● RECORDS FOR THE EXERCISE:
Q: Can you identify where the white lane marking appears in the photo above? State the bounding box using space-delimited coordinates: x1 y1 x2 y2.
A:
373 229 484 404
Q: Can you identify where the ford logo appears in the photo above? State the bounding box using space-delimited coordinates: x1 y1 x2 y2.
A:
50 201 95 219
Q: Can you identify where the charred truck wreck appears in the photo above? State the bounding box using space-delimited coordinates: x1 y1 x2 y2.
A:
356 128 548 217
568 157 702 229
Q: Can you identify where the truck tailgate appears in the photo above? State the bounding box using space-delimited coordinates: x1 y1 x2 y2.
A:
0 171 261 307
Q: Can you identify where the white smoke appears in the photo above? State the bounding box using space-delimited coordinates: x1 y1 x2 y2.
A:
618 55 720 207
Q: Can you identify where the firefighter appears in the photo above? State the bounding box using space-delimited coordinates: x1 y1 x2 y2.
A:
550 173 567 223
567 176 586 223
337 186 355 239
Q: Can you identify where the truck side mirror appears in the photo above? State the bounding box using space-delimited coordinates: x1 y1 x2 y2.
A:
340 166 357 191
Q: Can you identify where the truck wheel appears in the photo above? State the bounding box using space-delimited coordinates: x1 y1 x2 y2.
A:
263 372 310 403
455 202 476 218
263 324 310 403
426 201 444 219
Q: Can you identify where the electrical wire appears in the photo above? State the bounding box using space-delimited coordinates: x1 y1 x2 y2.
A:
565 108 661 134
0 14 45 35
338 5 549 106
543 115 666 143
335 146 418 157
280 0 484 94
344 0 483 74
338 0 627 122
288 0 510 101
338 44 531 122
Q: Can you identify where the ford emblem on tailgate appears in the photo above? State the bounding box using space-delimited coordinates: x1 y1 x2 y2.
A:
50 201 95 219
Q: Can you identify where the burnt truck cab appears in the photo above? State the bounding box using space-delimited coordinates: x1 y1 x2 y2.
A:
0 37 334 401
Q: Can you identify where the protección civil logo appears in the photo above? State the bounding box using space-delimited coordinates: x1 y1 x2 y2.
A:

● WHAT YOU WILL DO: Render every line of the items above as a JSON list of strings, with one string per line and any blank lines omitted.

● EXERCISE RESPONSE:
[
  "Q: Can you identify where the white lane marking appears in the photo above? State the bounding box using space-delimited coordinates: x1 y1 x2 y2.",
  "A:",
  "373 229 484 404",
  "Q: Can you identify where the ford logo appears in the photo above? State the bounding box using space-delimited coordinates: x1 y1 x2 y2.",
  "A:",
  "50 201 95 219",
  "Q: Can you identify where the charred truck wreck appears in the photo above? State the bounding box using space-delimited coordinates: x1 y1 x2 y2.",
  "A:",
  "356 128 548 217",
  "568 157 702 229",
  "Q: Can you identify where the truck tailgate appears in the photo above? State the bounding box using space-delimited coordinates: x1 y1 x2 y2.",
  "A:",
  "0 171 261 307",
  "Q: Can you identify where the white smoke appears in the photo above? State the bounding box using space-delimited coordinates: x1 y1 x2 y2.",
  "A:",
  "618 55 720 207",
  "Q: Can you identify where the firefighter appears in the photo above? State the bounding box using space-delimited coordinates: x1 y1 x2 y2.",
  "A:",
  "550 173 567 223",
  "567 176 586 223",
  "337 186 355 239",
  "Q: Can you identify where the truck side mirror appears in the photo above? State the bounding box using space-delimited coordinates: x1 y1 x2 y2.",
  "A:",
  "340 166 357 191",
  "Q: Can you identify where the truck wheel appears in the photo above? State the bounding box using space-delimited coordinates: x1 y1 x2 y2.",
  "A:",
  "263 372 310 403",
  "455 202 476 218",
  "263 324 310 403",
  "426 201 444 219",
  "Q: Can you identify where the electrical wire appears in the photo above? State the bounding box using space-delimited coordinates: x1 y1 x2 y2.",
  "A:",
  "565 108 661 134",
  "0 14 45 35",
  "338 5 549 106",
  "543 115 666 143",
  "335 146 418 157",
  "280 0 484 94",
  "344 0 483 74",
  "338 0 627 122",
  "288 0 510 101",
  "338 44 531 122",
  "Q: Can you identify where the ford emblem on tailgate appears in the photo above? State the bounding box using space-delimited coordinates: x1 y1 x2 y2.",
  "A:",
  "50 201 95 219",
  "Q: Can you identify where the burnt truck cab appears in the photo above? State the bounding box using space-delimited coordinates: x1 y1 x2 y2.",
  "A:",
  "0 37 334 401",
  "Q: Can you identify where the protección civil logo appears in the photo above? State the bounding box using space-delimited coordinates: x1 y1 x2 y2.",
  "A:"
]